**WHAT YOU NEED TO DO:** Copy out the data from the line containing "# point at: green grass (one per instance)" through the last line, inclusive, with the requests included. Scale every coordinate in the answers by 1.4 and round to whole numbers, rounding halves up.

━━━ EXCERPTED RECORDS

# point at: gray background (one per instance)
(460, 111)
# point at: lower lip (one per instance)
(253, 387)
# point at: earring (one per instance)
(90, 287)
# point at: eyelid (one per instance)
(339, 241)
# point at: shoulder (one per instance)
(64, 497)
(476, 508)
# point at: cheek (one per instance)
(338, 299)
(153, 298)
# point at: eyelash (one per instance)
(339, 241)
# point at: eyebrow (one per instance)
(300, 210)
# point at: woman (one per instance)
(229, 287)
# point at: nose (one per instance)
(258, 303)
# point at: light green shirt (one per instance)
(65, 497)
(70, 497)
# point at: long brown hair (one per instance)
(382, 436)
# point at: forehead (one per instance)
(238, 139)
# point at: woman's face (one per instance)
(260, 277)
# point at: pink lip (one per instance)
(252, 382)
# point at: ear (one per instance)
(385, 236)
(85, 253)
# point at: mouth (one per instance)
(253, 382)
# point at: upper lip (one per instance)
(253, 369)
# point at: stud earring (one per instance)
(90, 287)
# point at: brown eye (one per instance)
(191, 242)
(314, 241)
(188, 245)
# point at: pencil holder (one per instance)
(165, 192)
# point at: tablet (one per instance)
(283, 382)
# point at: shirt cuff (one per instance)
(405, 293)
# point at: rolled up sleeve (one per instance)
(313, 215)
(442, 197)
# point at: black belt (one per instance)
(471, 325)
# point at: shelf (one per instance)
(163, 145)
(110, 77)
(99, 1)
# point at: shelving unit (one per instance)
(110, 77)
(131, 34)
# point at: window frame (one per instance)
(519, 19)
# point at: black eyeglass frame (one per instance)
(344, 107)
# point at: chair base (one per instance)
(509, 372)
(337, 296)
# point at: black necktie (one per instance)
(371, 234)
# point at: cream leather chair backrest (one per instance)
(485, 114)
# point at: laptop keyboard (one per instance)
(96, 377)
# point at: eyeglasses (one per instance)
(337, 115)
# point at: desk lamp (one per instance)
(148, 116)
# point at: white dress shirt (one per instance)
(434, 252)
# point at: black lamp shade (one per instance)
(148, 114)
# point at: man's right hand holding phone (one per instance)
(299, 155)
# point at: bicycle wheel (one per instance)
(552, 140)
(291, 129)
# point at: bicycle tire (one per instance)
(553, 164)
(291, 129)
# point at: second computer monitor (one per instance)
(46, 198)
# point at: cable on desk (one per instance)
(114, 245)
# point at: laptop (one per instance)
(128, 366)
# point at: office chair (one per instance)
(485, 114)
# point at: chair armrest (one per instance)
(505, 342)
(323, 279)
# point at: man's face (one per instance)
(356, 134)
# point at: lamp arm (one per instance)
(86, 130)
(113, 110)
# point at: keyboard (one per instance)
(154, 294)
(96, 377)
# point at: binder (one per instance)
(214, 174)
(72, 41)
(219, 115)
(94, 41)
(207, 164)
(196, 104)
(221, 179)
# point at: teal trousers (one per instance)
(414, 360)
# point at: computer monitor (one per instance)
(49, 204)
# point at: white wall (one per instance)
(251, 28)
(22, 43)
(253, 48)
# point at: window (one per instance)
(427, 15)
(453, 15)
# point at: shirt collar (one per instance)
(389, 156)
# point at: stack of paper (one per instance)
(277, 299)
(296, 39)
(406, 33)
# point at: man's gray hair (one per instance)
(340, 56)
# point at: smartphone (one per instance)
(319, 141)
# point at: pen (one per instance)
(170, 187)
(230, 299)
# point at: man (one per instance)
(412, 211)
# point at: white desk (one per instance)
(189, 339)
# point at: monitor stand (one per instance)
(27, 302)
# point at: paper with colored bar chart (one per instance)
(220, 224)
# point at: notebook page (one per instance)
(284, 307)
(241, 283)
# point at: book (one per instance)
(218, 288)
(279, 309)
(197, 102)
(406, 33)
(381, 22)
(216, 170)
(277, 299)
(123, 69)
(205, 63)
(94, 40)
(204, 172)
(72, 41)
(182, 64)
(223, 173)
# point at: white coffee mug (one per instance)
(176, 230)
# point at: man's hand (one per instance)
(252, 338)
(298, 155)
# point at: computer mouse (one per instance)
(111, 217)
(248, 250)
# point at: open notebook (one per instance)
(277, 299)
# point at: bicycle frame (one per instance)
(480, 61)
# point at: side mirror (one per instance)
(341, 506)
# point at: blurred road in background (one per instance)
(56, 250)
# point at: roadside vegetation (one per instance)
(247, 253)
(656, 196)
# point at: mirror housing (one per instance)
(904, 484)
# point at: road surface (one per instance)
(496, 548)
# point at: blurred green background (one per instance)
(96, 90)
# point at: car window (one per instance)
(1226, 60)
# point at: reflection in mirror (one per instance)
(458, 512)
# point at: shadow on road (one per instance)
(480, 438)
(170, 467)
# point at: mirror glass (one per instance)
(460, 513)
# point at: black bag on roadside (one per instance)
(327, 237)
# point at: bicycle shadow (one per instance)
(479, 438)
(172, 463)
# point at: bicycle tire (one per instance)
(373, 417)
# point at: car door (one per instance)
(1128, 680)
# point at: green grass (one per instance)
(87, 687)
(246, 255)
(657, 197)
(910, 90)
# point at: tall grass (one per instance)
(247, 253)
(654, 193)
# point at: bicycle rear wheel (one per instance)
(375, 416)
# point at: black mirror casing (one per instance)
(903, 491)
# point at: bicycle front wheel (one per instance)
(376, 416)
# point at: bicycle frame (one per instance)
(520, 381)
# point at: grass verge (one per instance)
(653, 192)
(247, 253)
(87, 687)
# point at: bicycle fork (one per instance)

━━━━━━

**CORRECT RESULT:**
# point at: green grass (one per instance)
(122, 962)
(344, 357)
(920, 276)
(1274, 126)
# point at: tall grass (one per instance)
(346, 354)
(916, 270)
# point at: bicycle rear wheel (one per instance)
(525, 582)
# point at: black mirror casing (one per instance)
(1264, 687)
# point at: bicycle front wheel (one per instance)
(526, 582)
# point at: bicycle frame (one per instance)
(728, 533)
# point at: grass verge (one per instance)
(914, 269)
(346, 354)
(122, 962)
# point at: bicycle fork (one per instance)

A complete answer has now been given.